* What to do:
• A. Using the passage on same-sex marriage, answer each question on its own line, marked (i), (ii) and (iii) like the questions.
(i) What does the passage say the First Amendment prohibits the making of?
(ii) What source does the passage quote for its definition of hate speech?
(iii) What does the passage say the Supreme Court is being asked to create?
• B. List everyone the passage on same-sex marriage names in parentheses as included among "all Americans."
• C. Repeat word for word the part of the passage on same-sex marriage that begins at the words "The Supreme Court" and stops after "deemed hate speech.".

* Passage given:
Our founding forefathers courageously fought for our freedom of religion. The First Amendment to the United States Constitution prohibits the making of any law, that among other things, impedes the free exercise of religion. 

Whether you are for or against same-sex marriage, many Americans think, “Live and let live.”  But from a legal standpoint, the U.S. Supreme Court is not being asked to create a world where we live and let live without interference with each other. It’s actually quite the opposite. 

The Supreme Court is being asked to create a civil right for all Americans (me, you, and your neighbors too) to enter into a same-sex marriage if we choose to do so and to recognize that such a choice will forever be protected by the U.S. Constitution; and such a constitutional right shall not be violated. 

But you can’t stop there. You must think through the implications of such a constitutional right. All civil rights must be upheld and protected at ALL costs. In fact, to speak against such a right, is legally deemed hate speech. 

Wikipedia: “In law, hate speech is any speech, gesture or conduct, writing, or display which is forbidden because it may incite… prejudicial action against or by a PROTECTED individual or group, or because it disparages or intimidates a PROTECTED individual or group.”

Think about what makes up hate speech today. One example is the horrific hateful propaganda of a white supremisct or a distasteful joke about the disabled; disgusting and hateful thoughts and activities directed towards individuals or groups PROTECTED by the constitution. 

So here is the crux of my concern. If same-sex marriage is deemed a constitutional right, then ANY religion or written religious authority (like a bible), that promotes marriage between a man and a woman or that identifies same-sex marriage as a sin condemned by their God, will be deemed to promote hate speech. Religions, books and persons whose God deems marriage to be between a man and woman will be in the same bucket as a vocal white supremisct.

In fact, if you promote such ideals in your home with your children, you will be encouraging hateful sentiments contrary to a civil right. Telling your child that marriage should be between a man and a woman will be no different than teaching them to draw a swaticka and hate Jewish people. 

Or what about children adopted by same-sex married couples who experience confusion in their circumstances and want to express this as they age?  Such expressions will be discouraged and identified as hateful, therefore they will suppress their own personal experience out of fear for how they will be viewed.

* Excerpted data:
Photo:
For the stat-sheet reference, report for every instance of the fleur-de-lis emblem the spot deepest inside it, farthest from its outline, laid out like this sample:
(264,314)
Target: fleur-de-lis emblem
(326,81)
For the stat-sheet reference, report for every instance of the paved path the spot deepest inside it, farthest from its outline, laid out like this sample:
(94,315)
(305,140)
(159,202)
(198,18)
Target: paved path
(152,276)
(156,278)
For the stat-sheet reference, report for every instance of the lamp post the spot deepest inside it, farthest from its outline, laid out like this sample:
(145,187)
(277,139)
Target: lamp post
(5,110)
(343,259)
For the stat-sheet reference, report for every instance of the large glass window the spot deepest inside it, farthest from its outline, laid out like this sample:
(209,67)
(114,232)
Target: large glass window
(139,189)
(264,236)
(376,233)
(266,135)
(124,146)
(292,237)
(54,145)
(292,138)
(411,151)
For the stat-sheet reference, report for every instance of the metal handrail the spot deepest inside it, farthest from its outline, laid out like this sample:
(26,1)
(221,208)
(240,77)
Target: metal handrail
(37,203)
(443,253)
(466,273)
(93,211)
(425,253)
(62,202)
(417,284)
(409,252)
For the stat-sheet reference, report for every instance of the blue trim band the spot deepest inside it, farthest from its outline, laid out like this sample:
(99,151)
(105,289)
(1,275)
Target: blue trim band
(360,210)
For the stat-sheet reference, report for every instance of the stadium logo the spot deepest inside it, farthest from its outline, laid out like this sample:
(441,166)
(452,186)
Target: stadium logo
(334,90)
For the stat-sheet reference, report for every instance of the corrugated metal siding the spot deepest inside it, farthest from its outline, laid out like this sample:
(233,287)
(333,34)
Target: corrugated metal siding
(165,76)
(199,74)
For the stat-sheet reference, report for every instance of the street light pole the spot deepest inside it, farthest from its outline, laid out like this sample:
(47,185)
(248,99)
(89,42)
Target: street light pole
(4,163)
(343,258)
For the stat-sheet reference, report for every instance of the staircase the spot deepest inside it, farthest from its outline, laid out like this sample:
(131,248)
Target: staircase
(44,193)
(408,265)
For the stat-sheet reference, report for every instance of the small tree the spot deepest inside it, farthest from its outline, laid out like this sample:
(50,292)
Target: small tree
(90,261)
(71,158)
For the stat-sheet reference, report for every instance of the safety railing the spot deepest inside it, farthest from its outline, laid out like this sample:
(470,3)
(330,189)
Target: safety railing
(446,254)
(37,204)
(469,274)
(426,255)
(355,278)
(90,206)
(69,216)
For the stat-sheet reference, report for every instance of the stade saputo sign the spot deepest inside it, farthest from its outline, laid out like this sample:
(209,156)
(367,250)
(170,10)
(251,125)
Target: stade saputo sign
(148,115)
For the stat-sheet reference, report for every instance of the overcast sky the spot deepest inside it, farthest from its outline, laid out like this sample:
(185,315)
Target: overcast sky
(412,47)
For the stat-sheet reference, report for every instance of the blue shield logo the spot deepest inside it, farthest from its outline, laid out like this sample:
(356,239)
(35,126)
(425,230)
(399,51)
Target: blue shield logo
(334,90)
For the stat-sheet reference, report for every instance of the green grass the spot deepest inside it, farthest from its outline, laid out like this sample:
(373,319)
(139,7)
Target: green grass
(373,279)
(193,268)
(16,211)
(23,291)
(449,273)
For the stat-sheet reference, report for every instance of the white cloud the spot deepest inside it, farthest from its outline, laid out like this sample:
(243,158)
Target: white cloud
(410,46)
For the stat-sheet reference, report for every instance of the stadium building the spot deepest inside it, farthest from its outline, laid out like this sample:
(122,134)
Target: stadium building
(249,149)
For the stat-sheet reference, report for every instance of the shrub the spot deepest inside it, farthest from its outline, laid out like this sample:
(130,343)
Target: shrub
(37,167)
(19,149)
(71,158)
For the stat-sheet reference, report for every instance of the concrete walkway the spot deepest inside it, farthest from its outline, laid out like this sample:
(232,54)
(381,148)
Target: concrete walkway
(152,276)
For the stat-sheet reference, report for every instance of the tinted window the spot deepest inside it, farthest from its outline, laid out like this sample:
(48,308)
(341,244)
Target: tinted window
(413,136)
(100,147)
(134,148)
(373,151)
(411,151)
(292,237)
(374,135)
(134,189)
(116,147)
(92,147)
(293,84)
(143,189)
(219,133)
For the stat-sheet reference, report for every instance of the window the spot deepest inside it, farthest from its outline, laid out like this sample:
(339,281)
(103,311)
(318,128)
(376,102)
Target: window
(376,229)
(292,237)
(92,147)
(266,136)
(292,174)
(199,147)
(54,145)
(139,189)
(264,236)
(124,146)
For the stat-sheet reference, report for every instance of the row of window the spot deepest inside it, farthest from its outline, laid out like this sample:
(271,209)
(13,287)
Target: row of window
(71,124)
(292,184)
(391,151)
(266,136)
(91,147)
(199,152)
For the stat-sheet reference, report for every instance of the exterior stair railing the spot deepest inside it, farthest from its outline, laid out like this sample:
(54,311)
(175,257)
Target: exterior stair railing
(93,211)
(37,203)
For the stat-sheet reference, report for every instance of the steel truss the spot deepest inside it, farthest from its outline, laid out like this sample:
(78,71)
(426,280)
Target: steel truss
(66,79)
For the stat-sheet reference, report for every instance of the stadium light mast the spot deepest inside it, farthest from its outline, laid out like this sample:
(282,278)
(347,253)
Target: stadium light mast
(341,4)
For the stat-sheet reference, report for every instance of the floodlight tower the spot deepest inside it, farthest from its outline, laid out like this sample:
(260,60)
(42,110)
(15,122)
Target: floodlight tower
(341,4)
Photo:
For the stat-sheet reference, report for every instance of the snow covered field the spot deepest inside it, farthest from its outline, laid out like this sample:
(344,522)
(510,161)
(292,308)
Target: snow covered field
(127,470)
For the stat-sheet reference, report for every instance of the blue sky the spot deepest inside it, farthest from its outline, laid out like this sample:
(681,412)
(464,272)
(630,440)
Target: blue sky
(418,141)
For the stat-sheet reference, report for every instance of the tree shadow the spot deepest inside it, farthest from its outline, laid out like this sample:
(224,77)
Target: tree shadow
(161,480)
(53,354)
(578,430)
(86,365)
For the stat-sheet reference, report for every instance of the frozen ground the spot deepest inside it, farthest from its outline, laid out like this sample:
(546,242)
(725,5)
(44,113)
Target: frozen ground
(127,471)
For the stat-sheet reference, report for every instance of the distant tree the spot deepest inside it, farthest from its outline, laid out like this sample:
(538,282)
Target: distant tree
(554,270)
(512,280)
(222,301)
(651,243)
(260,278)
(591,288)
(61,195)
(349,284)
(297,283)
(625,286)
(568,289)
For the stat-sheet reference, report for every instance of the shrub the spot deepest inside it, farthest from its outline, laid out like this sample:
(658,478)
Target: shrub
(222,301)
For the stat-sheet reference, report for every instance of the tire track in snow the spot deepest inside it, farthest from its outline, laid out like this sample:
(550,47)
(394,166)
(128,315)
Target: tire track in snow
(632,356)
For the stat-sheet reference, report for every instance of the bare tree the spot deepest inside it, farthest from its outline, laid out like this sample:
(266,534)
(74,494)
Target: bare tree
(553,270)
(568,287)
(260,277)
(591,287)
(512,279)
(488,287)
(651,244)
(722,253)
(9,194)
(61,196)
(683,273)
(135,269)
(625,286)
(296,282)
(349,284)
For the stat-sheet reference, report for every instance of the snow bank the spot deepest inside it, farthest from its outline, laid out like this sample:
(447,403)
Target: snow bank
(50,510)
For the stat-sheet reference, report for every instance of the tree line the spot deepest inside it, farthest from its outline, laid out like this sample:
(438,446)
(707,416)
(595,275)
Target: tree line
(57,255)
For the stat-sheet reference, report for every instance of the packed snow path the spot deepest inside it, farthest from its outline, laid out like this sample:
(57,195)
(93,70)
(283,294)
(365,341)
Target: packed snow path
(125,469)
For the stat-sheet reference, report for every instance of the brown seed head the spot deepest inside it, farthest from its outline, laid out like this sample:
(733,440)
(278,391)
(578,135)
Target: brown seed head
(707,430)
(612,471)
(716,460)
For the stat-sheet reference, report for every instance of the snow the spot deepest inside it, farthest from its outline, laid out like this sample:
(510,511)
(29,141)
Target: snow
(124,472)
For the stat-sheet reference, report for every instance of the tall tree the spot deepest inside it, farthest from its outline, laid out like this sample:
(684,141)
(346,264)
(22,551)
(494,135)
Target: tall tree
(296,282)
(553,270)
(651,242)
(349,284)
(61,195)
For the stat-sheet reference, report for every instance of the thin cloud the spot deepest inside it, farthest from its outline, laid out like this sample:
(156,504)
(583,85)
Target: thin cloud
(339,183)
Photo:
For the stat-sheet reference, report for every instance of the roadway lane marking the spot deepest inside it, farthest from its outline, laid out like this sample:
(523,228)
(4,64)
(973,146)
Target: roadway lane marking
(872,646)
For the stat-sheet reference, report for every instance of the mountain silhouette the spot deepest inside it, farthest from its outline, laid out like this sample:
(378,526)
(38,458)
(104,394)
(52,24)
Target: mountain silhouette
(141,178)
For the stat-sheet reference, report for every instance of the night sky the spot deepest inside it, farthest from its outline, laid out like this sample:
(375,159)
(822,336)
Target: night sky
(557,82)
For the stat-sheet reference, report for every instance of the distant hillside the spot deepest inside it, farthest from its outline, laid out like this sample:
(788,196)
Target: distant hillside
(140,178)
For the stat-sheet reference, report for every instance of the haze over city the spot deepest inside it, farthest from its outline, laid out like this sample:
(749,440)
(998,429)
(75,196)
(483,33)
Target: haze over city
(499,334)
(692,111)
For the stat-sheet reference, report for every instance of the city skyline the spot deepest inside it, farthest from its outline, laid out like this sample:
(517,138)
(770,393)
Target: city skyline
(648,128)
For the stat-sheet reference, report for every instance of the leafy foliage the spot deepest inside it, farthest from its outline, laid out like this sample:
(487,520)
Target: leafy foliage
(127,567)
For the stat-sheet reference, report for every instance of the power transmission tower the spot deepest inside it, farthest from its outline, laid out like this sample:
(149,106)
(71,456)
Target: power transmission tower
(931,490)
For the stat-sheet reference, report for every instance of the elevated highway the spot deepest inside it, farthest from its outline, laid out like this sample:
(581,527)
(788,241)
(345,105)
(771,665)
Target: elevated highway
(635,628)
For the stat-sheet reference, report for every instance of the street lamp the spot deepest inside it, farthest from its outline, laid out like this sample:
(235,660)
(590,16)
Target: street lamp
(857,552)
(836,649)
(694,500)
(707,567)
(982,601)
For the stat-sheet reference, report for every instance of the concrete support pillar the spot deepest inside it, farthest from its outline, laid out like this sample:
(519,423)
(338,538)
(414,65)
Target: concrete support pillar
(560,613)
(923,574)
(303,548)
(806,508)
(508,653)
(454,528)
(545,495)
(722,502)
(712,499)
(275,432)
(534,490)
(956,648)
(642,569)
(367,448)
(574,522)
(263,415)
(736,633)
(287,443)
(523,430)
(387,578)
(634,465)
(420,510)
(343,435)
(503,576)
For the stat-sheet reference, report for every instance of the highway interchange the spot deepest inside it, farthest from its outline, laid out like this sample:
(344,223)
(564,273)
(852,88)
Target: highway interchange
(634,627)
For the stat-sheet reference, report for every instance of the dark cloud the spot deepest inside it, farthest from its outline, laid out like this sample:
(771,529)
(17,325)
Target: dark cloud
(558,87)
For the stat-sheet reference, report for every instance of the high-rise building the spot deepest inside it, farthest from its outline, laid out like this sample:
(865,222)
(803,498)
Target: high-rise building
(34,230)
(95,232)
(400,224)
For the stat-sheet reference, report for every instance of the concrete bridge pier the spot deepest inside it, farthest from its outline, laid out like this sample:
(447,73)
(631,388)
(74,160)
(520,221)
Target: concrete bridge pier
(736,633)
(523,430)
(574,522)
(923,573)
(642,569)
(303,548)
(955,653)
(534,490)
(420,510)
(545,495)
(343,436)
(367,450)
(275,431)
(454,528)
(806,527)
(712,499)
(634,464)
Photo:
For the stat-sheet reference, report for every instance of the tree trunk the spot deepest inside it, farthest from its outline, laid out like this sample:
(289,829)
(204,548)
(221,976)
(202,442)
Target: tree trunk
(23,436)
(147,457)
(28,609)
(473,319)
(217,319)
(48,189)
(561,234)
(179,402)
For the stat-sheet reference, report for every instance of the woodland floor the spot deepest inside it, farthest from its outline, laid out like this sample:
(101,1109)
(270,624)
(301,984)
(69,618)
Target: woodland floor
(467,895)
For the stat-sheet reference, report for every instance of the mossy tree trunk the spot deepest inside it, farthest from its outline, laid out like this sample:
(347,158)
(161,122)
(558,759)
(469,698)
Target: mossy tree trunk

* Responses to the tasks:
• A.
(i) Any law that, among other things, impedes the free exercise of religion.
(ii) Wikipedia.
(iii) A civil right for all Americans to enter into a same-sex marriage if they choose to do so.

• B.
me
you
your neighbors

• C.
The Supreme Court is being asked to create a civil right for all Americans (me, you, and your neighbors too) to enter into a same-sex marriage if we choose to do so and to recognize that such a choice will forever be protected by the U.S. Constitution; and such a constitutional right shall not be violated. 

But you can’t stop there. You must think through the implications of such a constitutional right. All civil rights must be upheld and protected at ALL costs. In fact, to speak against such a right, is legally deemed hate speech.